### What to do
Using the listing below, copy every line that mentions "tall".

### Extracted data
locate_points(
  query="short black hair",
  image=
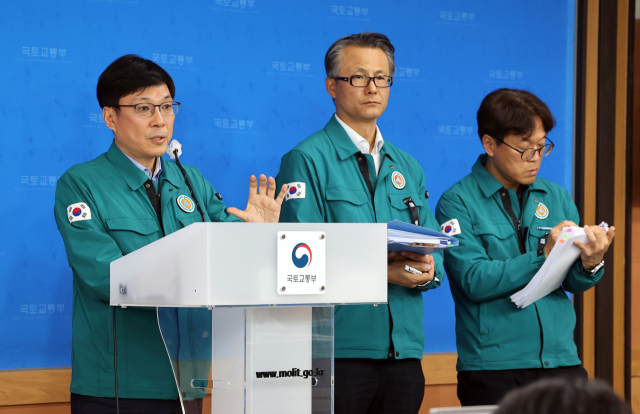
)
(129, 74)
(512, 111)
(333, 57)
(563, 396)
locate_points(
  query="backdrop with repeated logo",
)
(250, 77)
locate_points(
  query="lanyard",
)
(506, 202)
(154, 198)
(414, 210)
(364, 170)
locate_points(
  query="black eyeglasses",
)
(362, 81)
(529, 153)
(145, 110)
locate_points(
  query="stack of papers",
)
(404, 237)
(555, 268)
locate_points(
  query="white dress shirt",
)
(362, 143)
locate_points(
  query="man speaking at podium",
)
(507, 221)
(347, 173)
(119, 202)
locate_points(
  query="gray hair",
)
(333, 58)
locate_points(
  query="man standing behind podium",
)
(347, 173)
(119, 202)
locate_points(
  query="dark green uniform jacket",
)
(336, 192)
(122, 220)
(488, 267)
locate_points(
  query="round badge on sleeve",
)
(542, 212)
(186, 204)
(397, 179)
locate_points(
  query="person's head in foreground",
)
(513, 126)
(563, 396)
(359, 71)
(136, 97)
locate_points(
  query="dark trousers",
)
(378, 386)
(488, 387)
(86, 404)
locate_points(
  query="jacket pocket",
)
(185, 221)
(499, 240)
(131, 234)
(345, 204)
(140, 226)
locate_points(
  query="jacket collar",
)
(127, 170)
(132, 174)
(344, 145)
(488, 183)
(171, 173)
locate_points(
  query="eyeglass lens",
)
(166, 109)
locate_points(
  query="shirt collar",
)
(358, 140)
(131, 174)
(488, 183)
(156, 173)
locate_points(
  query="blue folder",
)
(446, 242)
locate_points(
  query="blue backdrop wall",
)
(250, 77)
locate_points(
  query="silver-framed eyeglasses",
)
(362, 81)
(529, 153)
(145, 109)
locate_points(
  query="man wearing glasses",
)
(348, 173)
(507, 221)
(119, 202)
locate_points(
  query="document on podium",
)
(555, 268)
(404, 237)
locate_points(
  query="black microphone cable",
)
(115, 359)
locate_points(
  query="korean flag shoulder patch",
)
(295, 190)
(78, 212)
(451, 227)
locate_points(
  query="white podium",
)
(236, 321)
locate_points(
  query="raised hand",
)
(263, 206)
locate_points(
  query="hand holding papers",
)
(555, 268)
(403, 237)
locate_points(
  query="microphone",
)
(172, 147)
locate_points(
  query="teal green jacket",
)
(122, 220)
(337, 193)
(487, 268)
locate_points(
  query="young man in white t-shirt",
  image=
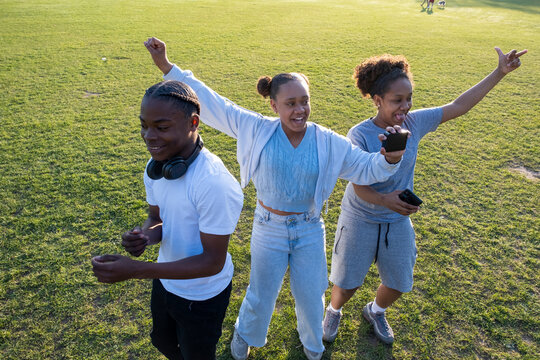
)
(194, 205)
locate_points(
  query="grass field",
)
(73, 73)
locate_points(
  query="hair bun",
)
(264, 84)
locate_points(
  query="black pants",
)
(186, 329)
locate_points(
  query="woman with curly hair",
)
(374, 223)
(294, 165)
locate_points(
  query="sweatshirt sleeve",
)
(364, 168)
(216, 111)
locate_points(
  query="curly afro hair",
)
(374, 75)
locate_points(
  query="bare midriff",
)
(277, 212)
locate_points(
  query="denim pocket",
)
(260, 218)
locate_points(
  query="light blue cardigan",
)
(338, 157)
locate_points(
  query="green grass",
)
(72, 163)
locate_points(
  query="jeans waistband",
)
(267, 215)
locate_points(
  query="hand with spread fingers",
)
(510, 61)
(158, 50)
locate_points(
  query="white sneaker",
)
(239, 348)
(331, 324)
(312, 355)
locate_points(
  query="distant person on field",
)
(294, 165)
(374, 224)
(193, 206)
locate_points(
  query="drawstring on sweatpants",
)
(379, 239)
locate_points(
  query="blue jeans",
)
(297, 241)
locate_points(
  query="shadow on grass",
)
(528, 6)
(369, 347)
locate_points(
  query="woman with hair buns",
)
(374, 223)
(294, 165)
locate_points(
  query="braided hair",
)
(183, 95)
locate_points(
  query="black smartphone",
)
(410, 198)
(395, 141)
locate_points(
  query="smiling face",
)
(293, 107)
(394, 104)
(166, 130)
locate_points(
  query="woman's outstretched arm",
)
(466, 101)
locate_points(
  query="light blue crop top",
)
(286, 177)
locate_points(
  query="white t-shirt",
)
(206, 199)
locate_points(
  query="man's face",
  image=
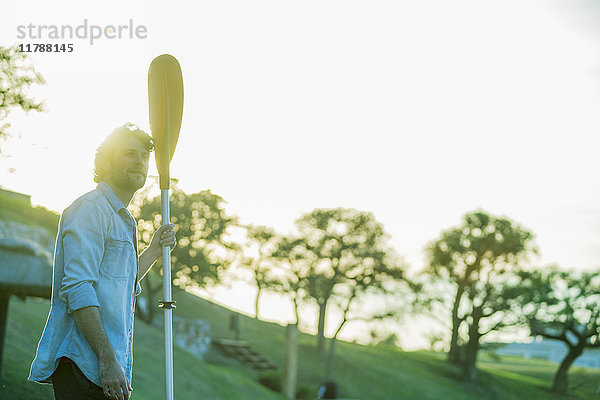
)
(129, 165)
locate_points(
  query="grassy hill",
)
(362, 372)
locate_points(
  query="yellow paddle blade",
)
(165, 97)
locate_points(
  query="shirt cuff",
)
(81, 296)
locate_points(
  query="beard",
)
(130, 180)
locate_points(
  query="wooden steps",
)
(244, 353)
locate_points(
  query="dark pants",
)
(71, 384)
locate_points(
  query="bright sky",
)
(415, 111)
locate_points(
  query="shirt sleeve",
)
(83, 234)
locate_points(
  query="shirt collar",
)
(114, 201)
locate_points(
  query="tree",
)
(293, 271)
(203, 250)
(262, 241)
(345, 255)
(478, 259)
(16, 76)
(563, 306)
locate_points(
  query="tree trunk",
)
(454, 352)
(296, 314)
(256, 302)
(472, 348)
(329, 366)
(321, 327)
(560, 383)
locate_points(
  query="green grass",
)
(362, 372)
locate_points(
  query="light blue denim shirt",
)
(95, 264)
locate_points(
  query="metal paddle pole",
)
(165, 94)
(167, 304)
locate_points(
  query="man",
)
(86, 347)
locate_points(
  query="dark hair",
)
(113, 142)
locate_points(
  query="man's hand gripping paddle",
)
(165, 95)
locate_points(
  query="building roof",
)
(25, 268)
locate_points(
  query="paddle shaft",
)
(166, 255)
(166, 217)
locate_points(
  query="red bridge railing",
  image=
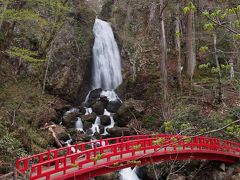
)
(95, 158)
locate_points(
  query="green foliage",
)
(10, 148)
(25, 54)
(204, 66)
(168, 126)
(177, 34)
(190, 7)
(209, 26)
(203, 48)
(12, 15)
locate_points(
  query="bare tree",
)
(219, 98)
(178, 47)
(163, 48)
(191, 57)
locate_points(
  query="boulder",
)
(93, 96)
(137, 105)
(70, 119)
(61, 133)
(87, 125)
(104, 100)
(119, 131)
(70, 66)
(44, 116)
(101, 128)
(105, 120)
(79, 137)
(90, 117)
(113, 106)
(98, 108)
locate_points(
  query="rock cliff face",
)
(71, 54)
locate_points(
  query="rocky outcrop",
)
(105, 120)
(89, 118)
(70, 119)
(119, 131)
(70, 54)
(98, 108)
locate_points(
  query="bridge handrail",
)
(23, 163)
(203, 141)
(202, 144)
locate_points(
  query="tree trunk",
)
(163, 58)
(191, 59)
(5, 5)
(178, 49)
(219, 98)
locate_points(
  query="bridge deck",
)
(115, 155)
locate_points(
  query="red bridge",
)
(91, 159)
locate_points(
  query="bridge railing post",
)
(121, 148)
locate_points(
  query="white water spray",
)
(106, 58)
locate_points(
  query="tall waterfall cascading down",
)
(106, 72)
(106, 58)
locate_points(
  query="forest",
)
(76, 71)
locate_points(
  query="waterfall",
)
(79, 124)
(106, 58)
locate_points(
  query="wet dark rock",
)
(93, 97)
(69, 71)
(79, 137)
(61, 133)
(104, 100)
(45, 116)
(101, 128)
(119, 131)
(87, 124)
(82, 110)
(70, 119)
(90, 117)
(98, 108)
(105, 120)
(89, 132)
(113, 106)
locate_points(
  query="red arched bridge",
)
(91, 159)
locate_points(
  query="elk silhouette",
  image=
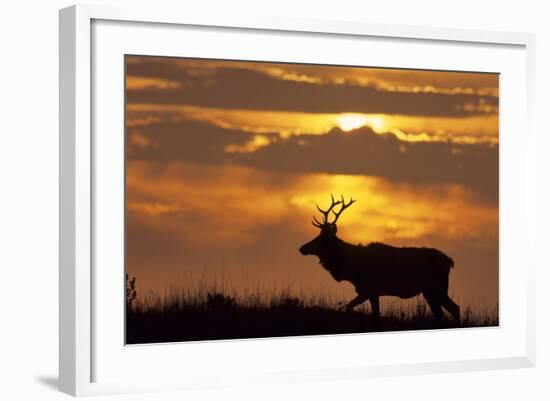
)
(378, 269)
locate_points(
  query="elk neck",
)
(333, 258)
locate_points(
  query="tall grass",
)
(207, 312)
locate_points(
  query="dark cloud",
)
(359, 152)
(237, 88)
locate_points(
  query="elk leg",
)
(375, 305)
(452, 307)
(359, 299)
(435, 305)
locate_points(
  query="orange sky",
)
(226, 161)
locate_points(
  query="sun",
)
(348, 122)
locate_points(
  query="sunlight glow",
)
(348, 122)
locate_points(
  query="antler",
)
(326, 213)
(344, 207)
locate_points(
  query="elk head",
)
(323, 242)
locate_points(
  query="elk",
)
(378, 269)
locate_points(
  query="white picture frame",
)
(81, 156)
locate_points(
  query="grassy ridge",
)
(215, 316)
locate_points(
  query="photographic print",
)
(269, 199)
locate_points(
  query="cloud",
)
(248, 224)
(233, 86)
(473, 129)
(357, 152)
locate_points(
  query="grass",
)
(209, 314)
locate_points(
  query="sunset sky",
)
(225, 161)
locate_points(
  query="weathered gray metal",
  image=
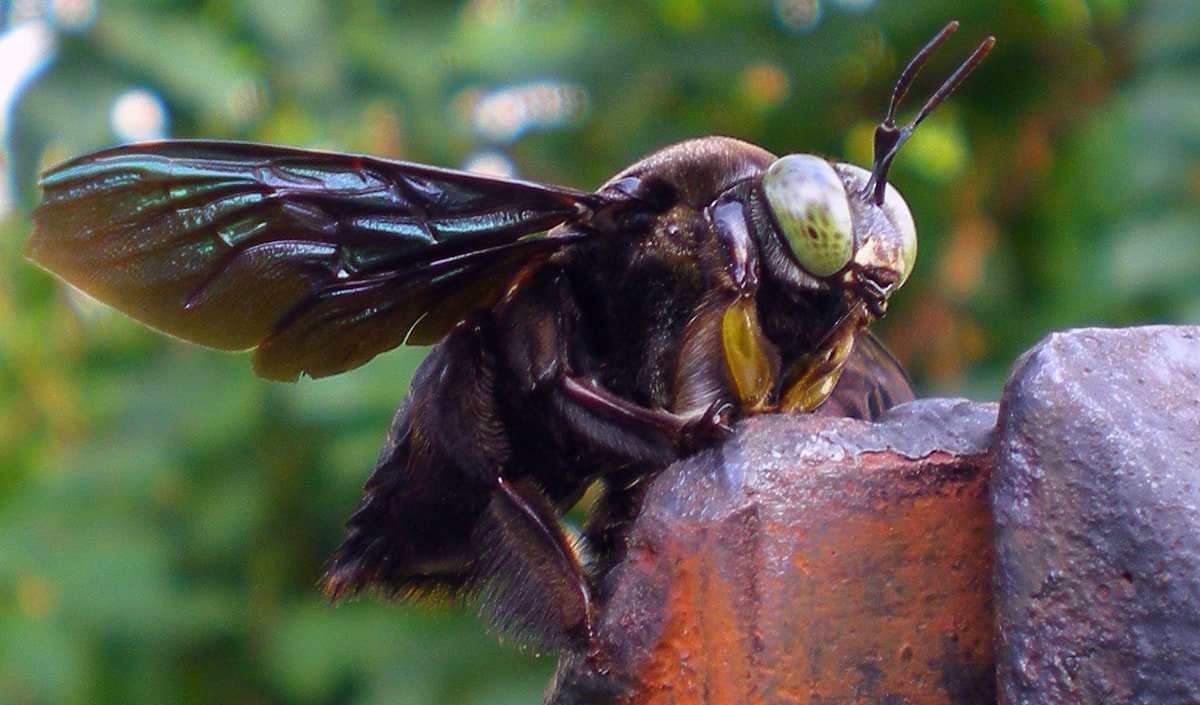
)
(1097, 508)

### Written solution
  query="tall waterfall cascading down",
  query="tall grass",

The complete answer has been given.